Copy out word for word every line from the very first one through the line that contains "Trace every instance of the small", including both ends.

> [RECORDS FOR THE TASK]:
* START *
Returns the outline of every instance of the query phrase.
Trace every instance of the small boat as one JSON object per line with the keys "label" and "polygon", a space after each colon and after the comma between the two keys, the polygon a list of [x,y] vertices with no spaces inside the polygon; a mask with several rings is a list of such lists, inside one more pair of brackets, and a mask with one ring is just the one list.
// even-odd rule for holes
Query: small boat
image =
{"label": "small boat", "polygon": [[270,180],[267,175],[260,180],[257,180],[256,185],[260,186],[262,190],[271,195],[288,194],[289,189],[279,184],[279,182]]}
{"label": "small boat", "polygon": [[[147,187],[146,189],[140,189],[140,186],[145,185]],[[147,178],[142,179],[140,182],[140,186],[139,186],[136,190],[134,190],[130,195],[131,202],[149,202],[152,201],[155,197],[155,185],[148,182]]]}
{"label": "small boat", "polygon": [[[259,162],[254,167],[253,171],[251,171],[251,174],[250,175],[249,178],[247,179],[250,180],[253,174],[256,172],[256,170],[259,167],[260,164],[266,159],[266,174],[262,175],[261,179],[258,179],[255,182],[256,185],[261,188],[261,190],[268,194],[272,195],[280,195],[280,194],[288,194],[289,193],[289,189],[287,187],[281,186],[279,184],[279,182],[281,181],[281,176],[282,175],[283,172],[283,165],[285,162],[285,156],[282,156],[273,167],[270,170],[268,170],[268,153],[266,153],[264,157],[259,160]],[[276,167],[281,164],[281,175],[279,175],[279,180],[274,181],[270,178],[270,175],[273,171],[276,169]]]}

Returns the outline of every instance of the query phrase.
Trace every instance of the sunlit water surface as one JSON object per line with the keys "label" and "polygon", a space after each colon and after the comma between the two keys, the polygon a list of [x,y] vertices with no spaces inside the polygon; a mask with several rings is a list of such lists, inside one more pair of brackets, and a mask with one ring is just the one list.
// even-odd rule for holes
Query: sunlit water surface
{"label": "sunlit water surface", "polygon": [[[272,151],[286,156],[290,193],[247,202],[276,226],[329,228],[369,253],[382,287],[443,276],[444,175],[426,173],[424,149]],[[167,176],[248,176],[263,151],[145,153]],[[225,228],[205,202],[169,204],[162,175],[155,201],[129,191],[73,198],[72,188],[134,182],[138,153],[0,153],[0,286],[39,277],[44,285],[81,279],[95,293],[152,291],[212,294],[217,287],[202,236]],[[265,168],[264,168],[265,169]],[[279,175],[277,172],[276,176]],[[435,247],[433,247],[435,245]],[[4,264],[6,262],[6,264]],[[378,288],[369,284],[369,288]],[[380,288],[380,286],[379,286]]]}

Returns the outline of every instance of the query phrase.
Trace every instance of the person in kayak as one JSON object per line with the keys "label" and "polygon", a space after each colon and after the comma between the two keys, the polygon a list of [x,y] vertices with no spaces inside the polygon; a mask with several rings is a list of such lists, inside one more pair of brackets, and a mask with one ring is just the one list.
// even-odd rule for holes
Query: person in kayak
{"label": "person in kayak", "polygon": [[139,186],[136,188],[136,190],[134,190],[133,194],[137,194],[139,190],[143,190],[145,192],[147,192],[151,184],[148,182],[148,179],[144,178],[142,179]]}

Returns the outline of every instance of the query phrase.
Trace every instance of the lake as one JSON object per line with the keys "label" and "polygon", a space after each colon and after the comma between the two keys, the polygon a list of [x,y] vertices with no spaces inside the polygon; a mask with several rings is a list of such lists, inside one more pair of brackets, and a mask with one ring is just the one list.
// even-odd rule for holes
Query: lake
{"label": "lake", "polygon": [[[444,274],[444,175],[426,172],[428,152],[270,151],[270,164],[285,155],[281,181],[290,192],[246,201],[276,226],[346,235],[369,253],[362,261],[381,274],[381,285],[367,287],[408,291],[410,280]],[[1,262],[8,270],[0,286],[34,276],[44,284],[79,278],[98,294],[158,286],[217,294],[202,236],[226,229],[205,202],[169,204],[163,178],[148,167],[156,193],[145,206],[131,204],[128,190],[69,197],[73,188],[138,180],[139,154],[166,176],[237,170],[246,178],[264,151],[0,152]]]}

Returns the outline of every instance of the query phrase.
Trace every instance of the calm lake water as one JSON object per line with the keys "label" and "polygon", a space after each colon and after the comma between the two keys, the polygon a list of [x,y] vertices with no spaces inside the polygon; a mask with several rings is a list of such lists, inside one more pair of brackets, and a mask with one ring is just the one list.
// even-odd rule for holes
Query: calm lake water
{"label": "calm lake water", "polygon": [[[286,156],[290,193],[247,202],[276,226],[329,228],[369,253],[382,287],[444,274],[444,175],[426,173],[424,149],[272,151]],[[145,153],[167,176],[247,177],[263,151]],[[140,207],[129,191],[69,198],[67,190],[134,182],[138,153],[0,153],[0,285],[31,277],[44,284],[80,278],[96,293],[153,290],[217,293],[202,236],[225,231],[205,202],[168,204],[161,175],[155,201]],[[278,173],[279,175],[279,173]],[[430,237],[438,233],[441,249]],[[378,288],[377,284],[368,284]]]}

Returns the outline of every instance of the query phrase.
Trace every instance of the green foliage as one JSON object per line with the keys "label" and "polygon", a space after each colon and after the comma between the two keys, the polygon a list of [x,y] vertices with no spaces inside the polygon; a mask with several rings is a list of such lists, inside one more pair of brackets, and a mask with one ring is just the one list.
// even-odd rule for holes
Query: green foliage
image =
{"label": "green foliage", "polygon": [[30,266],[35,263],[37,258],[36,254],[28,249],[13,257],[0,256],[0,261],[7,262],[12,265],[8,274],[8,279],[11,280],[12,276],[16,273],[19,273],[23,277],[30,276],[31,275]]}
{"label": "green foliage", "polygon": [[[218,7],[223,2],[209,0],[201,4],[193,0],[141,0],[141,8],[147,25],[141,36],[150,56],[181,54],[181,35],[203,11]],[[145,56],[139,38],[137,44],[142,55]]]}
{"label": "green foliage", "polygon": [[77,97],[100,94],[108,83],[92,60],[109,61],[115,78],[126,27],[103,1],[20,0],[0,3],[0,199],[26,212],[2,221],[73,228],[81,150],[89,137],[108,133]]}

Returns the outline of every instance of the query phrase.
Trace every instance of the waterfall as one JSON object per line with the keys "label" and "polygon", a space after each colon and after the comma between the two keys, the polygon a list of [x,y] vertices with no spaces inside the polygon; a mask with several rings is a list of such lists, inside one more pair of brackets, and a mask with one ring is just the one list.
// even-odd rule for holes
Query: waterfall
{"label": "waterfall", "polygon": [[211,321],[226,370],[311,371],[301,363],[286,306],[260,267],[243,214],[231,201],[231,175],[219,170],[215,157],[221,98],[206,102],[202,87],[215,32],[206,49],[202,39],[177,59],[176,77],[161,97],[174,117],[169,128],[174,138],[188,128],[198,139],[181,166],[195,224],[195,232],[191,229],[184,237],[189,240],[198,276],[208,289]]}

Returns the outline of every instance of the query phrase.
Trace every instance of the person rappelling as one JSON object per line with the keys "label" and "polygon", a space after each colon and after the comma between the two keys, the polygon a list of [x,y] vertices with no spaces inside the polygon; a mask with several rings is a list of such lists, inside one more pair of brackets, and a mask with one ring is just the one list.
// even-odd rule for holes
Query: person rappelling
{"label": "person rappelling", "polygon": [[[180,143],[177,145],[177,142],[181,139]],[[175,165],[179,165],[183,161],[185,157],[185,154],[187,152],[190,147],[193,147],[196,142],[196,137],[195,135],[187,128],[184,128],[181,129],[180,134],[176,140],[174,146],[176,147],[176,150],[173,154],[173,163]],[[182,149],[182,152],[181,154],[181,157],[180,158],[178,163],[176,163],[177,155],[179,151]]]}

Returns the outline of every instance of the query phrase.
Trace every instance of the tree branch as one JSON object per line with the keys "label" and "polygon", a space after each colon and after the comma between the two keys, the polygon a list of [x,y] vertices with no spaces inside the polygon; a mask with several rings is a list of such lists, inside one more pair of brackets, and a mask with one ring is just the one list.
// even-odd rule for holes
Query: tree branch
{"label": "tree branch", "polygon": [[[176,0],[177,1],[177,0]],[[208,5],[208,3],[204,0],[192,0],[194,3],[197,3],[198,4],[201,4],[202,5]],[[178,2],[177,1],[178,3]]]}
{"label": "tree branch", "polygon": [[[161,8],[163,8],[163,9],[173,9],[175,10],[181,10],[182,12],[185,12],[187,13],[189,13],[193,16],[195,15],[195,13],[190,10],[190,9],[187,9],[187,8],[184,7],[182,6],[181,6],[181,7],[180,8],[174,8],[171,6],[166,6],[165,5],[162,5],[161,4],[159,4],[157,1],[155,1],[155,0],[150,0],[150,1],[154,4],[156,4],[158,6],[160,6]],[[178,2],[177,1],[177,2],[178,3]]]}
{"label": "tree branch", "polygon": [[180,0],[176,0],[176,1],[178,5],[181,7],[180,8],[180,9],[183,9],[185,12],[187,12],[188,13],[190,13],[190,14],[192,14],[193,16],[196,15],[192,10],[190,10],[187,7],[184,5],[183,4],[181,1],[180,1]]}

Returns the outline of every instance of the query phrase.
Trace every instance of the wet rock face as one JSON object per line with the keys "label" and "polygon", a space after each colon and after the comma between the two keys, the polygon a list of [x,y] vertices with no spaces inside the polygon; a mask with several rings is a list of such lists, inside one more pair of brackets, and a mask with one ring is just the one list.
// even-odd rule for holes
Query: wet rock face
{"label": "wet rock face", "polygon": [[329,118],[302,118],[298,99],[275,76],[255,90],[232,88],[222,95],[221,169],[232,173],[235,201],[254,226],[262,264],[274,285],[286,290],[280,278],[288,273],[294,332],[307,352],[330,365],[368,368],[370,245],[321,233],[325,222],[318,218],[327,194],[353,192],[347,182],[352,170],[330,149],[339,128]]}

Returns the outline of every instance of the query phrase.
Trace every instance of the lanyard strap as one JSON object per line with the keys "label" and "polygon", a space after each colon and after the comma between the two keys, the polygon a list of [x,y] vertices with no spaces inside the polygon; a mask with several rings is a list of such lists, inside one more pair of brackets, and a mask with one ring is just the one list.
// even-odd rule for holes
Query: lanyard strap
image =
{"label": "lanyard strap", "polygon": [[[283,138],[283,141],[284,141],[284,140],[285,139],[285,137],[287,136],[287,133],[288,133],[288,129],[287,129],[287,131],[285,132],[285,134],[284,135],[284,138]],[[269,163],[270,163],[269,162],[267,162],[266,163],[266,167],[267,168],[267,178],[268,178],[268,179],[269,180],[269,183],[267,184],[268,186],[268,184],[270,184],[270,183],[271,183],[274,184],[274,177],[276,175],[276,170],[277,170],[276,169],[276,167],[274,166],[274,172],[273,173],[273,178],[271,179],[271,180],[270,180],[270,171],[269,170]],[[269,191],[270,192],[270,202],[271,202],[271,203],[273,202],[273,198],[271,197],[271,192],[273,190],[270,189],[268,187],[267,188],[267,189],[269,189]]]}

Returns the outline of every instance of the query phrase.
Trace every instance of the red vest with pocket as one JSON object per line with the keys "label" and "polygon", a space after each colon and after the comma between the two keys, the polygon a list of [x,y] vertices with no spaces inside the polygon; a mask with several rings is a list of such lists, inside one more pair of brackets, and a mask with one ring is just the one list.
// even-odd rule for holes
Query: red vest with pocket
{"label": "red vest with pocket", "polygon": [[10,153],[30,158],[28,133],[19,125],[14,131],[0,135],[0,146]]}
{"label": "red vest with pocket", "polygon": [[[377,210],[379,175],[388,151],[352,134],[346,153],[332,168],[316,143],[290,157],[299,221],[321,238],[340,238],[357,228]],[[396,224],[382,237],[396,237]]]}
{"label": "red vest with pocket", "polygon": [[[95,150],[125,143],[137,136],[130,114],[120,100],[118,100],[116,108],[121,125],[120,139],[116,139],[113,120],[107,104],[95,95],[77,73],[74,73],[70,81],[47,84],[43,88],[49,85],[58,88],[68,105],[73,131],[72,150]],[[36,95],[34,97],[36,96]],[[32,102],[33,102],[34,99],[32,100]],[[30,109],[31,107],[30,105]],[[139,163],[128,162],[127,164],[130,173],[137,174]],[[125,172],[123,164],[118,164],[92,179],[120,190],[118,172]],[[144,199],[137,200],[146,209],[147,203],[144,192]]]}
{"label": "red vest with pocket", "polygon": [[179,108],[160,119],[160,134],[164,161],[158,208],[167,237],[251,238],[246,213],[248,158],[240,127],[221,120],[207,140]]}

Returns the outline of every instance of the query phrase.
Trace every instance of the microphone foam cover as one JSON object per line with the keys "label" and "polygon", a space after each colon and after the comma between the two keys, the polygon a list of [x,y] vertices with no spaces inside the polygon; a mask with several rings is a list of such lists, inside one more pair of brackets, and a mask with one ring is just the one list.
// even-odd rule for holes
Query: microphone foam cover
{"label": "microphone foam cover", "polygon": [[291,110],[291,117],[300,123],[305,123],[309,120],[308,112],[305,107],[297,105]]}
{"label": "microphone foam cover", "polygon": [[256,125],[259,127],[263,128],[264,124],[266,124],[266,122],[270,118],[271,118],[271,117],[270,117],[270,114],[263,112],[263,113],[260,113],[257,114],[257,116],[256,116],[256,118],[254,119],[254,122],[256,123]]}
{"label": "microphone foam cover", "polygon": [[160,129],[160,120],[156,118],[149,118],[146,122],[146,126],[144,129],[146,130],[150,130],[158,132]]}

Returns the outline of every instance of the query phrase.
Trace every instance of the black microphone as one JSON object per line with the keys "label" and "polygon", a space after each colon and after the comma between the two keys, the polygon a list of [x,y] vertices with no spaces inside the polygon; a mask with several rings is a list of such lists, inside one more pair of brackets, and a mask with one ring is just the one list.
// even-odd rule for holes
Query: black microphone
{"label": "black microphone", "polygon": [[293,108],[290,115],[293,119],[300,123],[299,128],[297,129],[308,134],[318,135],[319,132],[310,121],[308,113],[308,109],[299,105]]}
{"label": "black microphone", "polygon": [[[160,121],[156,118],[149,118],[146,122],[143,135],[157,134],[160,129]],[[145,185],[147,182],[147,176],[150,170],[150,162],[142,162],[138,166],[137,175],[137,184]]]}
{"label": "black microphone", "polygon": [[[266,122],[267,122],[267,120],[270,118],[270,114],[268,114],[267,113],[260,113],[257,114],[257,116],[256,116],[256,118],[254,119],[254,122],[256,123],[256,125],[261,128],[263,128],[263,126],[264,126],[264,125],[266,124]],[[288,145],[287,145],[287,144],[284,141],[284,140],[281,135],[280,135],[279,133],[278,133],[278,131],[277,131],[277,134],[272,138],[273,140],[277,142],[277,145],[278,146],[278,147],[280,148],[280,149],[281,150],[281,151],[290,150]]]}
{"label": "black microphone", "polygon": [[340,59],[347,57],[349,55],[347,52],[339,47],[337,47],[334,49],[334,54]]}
* END *
> [EXERCISE RESULT]:
Returns the outline of every instance of the query phrase.
Trace every instance of the small boat as one JSON object per line with the keys "label" and "polygon", a space after each colon and after the comma between the two keys, the polygon a list of [x,y] vertices with no spaces inside the polygon; a mask with several rings is a list of such lists, inside one more pair of brackets, and a mask with one ring is just the one list.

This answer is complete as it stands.